# WHAT IS EXPECTED:
Retype the rows between the line holding "Where can the white louvered" and the line holding "x=98, y=322", inclusive, with nothing changed.

# RAW RECORDS:
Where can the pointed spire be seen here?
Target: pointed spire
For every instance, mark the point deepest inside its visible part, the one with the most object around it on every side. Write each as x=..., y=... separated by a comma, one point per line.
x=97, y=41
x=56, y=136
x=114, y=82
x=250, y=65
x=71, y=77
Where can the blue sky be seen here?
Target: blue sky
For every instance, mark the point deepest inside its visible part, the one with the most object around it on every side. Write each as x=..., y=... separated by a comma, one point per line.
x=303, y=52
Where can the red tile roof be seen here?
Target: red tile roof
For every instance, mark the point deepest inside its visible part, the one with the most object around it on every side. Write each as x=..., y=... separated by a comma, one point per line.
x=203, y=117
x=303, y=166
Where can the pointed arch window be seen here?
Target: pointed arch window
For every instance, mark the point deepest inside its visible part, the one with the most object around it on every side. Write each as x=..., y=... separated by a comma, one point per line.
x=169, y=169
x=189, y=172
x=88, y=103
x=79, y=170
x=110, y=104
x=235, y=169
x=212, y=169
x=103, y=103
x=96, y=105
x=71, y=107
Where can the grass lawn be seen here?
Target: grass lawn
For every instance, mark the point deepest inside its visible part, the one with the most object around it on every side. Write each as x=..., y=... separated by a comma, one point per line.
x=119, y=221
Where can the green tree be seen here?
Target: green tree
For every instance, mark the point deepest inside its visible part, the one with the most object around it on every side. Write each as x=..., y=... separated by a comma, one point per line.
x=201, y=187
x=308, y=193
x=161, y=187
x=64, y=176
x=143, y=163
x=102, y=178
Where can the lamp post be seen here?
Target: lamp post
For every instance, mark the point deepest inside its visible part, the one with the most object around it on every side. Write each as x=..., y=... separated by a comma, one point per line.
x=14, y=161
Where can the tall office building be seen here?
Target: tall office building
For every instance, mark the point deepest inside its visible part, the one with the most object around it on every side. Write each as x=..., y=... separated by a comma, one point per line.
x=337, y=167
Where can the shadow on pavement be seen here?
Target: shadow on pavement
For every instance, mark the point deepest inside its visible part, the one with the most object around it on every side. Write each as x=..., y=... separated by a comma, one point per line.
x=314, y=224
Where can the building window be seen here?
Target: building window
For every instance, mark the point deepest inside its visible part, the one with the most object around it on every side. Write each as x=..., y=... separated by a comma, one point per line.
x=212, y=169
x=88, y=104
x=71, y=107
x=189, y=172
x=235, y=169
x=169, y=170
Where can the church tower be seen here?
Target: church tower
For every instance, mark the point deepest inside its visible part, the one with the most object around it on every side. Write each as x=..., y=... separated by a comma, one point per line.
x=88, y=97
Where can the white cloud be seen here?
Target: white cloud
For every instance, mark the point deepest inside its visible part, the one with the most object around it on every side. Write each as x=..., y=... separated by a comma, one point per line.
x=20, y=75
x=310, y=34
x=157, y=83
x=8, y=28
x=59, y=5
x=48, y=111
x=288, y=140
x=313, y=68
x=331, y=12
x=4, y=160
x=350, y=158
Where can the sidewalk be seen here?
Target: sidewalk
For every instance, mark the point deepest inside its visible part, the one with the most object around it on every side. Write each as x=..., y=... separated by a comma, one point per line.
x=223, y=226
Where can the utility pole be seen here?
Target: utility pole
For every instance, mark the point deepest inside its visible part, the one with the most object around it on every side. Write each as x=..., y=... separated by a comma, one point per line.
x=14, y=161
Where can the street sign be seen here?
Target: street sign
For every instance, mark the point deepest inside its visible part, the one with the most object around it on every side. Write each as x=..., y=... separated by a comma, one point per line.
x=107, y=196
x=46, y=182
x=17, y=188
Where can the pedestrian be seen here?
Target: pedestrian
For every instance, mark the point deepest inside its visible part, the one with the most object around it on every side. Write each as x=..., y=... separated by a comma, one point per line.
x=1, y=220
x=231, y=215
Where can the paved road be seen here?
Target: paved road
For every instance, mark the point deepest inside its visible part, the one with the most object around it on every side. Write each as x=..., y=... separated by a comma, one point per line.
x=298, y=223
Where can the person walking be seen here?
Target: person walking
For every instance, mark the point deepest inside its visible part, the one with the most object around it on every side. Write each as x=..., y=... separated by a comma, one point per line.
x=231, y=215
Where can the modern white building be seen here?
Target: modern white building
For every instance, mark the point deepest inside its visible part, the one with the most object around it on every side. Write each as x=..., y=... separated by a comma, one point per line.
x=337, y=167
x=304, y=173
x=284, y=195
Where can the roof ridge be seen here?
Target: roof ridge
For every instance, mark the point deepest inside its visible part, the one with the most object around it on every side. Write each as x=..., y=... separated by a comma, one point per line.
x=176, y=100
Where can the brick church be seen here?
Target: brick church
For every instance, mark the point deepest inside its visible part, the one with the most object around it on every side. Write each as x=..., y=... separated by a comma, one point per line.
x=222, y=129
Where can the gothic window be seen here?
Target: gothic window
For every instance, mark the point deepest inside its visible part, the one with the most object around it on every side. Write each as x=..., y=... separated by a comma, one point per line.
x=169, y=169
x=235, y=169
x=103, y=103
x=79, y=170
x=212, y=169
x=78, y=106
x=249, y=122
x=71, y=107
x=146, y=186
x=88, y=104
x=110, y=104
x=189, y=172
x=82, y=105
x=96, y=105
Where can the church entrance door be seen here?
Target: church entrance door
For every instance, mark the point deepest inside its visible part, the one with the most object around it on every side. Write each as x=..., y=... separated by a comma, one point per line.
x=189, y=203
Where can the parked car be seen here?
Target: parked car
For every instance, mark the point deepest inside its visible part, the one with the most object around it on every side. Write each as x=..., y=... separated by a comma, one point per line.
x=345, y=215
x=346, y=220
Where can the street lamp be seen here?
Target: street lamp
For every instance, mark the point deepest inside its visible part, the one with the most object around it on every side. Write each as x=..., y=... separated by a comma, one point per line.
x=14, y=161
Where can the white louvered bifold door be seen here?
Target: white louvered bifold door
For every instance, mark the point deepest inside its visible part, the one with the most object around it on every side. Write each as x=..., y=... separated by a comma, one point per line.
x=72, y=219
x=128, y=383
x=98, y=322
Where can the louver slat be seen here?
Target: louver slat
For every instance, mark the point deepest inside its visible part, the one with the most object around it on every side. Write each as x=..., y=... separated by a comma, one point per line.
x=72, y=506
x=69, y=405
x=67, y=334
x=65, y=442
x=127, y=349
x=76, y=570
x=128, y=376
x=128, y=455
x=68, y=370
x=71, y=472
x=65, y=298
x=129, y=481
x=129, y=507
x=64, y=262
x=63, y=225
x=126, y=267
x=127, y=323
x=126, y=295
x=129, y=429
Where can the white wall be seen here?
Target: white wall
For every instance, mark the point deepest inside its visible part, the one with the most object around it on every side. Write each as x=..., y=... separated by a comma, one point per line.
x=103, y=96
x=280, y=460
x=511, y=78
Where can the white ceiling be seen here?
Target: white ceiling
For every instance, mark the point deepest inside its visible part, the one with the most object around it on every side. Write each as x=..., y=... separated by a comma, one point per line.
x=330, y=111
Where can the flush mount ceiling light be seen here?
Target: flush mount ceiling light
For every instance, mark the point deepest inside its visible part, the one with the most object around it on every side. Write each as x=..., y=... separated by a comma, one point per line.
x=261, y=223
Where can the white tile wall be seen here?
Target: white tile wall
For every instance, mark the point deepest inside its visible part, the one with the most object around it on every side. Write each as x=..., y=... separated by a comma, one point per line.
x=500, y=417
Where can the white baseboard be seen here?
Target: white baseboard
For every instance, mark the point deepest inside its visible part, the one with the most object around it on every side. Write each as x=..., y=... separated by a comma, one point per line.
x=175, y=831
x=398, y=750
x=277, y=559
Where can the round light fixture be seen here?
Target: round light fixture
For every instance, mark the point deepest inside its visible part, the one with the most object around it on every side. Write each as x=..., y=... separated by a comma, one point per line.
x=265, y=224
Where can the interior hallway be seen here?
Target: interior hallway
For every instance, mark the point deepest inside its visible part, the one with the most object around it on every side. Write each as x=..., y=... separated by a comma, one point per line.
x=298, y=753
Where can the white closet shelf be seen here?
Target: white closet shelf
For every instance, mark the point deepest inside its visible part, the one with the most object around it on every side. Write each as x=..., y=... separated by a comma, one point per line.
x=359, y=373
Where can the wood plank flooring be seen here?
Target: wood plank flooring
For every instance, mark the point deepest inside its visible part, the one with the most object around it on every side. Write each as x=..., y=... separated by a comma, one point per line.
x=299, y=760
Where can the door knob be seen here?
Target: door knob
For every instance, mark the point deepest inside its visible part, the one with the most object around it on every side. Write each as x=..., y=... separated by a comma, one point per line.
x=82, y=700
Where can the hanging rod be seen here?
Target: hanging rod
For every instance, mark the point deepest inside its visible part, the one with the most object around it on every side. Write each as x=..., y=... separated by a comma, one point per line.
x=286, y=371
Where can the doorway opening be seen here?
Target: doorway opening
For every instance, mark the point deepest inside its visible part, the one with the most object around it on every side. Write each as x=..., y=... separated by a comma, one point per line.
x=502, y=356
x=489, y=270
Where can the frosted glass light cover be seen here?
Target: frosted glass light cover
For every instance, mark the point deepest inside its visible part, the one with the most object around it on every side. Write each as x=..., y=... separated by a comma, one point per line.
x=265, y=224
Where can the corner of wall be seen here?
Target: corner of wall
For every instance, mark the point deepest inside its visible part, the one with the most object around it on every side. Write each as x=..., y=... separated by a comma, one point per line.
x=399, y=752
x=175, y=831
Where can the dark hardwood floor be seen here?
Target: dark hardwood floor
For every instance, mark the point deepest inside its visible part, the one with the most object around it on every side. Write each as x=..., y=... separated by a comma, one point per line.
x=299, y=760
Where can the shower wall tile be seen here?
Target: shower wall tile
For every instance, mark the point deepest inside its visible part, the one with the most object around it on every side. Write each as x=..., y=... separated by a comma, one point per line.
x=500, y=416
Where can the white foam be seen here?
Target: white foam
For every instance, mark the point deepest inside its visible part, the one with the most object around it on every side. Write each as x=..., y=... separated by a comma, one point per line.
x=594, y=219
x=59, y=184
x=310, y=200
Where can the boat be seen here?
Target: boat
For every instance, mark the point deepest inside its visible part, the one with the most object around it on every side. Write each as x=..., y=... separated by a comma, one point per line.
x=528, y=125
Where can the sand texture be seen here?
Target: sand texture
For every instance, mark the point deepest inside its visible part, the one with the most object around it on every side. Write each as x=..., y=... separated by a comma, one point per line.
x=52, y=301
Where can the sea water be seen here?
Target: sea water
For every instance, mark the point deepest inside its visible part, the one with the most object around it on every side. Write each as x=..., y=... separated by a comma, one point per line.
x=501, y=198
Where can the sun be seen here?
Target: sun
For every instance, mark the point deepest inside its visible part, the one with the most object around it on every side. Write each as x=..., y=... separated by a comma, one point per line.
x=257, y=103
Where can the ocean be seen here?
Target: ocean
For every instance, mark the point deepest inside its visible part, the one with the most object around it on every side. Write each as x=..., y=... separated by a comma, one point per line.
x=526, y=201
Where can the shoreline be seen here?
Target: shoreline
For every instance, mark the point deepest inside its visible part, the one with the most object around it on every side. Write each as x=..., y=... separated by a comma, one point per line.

# OUTPUT FOR THIS TASK:
Where can the white louvered bifold door be seen here?
Target: white louvered bifold door
For every instance, mark the point deepest inside its visible part, the one with the most object around it on every side. Write each as x=..., y=... separated by a comma, one point per line.
x=72, y=219
x=128, y=383
x=98, y=322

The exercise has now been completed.